Work item:
List each line of the data that holds the string "light", please.

Raw data:
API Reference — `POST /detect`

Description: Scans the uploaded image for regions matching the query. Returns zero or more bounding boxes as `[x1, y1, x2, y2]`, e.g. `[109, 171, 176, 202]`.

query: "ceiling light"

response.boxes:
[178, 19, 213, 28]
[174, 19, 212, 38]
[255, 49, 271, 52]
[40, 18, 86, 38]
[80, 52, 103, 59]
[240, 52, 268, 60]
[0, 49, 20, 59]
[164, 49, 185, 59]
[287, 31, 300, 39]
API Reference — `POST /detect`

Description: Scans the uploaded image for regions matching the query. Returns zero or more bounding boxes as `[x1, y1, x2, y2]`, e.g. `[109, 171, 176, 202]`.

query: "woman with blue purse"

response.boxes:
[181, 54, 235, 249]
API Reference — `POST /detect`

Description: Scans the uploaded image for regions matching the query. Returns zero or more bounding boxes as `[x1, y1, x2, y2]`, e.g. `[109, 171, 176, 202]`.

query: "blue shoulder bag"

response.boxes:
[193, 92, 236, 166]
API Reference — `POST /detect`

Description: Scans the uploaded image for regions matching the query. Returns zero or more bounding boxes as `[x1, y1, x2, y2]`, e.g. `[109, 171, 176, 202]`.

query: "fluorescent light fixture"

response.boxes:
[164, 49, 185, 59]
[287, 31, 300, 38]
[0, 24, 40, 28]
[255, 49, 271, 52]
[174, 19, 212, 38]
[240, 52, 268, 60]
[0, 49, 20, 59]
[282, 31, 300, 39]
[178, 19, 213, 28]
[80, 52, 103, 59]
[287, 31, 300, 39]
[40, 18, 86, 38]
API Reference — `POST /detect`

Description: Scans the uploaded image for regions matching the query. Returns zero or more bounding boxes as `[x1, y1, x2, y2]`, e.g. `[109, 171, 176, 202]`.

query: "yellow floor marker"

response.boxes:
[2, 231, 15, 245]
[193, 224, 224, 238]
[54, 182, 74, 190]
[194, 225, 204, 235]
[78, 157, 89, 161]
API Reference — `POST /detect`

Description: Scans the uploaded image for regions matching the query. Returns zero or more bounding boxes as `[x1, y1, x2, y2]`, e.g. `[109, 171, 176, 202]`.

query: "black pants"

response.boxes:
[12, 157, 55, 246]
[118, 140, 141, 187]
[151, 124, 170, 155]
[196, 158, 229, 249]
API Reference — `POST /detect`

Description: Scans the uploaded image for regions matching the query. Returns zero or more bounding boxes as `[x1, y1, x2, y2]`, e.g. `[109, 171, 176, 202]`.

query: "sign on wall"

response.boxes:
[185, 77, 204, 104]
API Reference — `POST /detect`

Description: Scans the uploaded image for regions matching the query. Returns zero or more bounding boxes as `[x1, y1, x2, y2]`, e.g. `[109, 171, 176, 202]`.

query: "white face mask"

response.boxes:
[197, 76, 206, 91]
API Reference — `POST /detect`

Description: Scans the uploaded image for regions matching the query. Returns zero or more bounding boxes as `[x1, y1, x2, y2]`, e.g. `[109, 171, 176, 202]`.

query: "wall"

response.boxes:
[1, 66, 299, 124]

Solved problem:
query: "ceiling light"
query: "fluorescent light fixture"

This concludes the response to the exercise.